Text below:

In chemistry, residue is whatever remains or acts as a contaminant after a given class of events.

Residue may be the material remaining after a process of preparation, separation, or purification, such as distillation, evaporation, or filtration. It may also denote the undesired by-products of a chemical reaction.

Food safety 
Toxic chemical residues, wastes or contamination from other processes, are a concern in food safety. For example, the U.S. Food and Drug Administration (FDA) and the Canadian Food Inspection Agency (CFIA) have guidelines for detecting chemical residues that are possibly dangerous to consume.

Characteristic units within a molecule
Residue may refer to an atom or a group of atoms that forms part of a molecule, such as a methyl group.

End of Text.

:: Task list ::
a: Which example of a group of atoms forming part of a molecule does the text on residue give?
b: Copy the text on residue, starting at "In chemistry, residue" and ending at "a chemical reaction.", and change "purification" to "refinement".

Raw data below:

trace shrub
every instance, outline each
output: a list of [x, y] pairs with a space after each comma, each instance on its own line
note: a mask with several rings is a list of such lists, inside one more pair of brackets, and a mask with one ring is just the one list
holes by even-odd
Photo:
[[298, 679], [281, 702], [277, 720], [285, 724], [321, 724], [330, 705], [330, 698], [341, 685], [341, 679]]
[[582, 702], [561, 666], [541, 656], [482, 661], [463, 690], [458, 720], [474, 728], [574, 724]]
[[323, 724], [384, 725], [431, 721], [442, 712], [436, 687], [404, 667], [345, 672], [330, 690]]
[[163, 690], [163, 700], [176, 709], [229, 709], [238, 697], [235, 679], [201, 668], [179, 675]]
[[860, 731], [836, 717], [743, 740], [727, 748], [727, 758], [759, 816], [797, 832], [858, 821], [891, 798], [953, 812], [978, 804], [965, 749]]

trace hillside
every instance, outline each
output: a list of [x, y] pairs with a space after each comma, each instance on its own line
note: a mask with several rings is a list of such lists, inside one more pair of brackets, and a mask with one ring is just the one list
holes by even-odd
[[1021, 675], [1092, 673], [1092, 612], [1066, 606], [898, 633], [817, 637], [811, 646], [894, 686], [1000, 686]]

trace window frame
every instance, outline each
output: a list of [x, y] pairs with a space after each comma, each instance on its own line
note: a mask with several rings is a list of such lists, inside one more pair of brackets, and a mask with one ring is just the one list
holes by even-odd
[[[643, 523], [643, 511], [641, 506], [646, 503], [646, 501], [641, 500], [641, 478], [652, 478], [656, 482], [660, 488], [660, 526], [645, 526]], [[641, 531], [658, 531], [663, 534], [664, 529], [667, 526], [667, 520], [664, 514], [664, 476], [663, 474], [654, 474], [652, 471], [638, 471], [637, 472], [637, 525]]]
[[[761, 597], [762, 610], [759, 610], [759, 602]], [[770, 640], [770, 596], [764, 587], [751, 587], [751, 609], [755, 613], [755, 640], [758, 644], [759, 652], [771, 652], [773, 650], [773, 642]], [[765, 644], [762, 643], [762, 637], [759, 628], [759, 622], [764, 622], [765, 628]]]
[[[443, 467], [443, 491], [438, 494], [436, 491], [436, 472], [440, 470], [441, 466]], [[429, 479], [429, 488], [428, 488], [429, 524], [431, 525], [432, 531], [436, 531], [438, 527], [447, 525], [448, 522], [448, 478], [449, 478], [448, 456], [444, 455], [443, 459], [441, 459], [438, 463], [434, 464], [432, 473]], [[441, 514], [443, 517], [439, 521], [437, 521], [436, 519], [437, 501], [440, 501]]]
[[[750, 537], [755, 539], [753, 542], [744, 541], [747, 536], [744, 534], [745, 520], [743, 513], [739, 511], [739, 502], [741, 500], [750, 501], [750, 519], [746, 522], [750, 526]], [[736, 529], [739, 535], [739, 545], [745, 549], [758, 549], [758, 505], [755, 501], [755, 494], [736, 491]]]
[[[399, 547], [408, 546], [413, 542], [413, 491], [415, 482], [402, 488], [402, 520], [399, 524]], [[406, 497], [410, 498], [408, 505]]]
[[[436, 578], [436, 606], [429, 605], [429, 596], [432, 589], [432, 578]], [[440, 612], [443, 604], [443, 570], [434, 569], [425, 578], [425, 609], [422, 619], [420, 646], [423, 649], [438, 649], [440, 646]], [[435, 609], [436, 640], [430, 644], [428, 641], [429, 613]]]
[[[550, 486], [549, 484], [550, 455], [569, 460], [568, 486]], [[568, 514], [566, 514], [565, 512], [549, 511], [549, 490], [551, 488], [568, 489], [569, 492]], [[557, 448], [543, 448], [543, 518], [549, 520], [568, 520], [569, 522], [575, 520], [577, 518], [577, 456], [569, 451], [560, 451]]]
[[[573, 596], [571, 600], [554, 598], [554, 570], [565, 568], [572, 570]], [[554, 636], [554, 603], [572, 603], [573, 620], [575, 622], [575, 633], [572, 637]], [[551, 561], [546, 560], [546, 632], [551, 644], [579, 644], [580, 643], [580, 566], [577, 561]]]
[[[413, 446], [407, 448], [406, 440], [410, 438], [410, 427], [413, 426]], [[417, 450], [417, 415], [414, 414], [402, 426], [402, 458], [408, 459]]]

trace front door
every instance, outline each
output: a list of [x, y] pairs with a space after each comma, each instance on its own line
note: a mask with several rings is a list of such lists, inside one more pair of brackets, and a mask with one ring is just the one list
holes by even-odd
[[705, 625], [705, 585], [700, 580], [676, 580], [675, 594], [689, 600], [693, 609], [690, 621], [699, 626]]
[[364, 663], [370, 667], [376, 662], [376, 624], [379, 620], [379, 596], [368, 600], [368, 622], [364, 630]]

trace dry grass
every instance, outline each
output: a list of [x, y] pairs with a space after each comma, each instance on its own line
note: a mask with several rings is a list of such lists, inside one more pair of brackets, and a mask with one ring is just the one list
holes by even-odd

End of Raw data.

:: List of answers ::
a: A methyl group.

b:
In chemistry, residue is whatever remains or acts as a contaminant after a given class of events.

Residue may be the material remaining after a process of preparation, separation, or refinement, such as distillation, evaporation, or filtration. It may also denote the undesired by-products of a chemical reaction.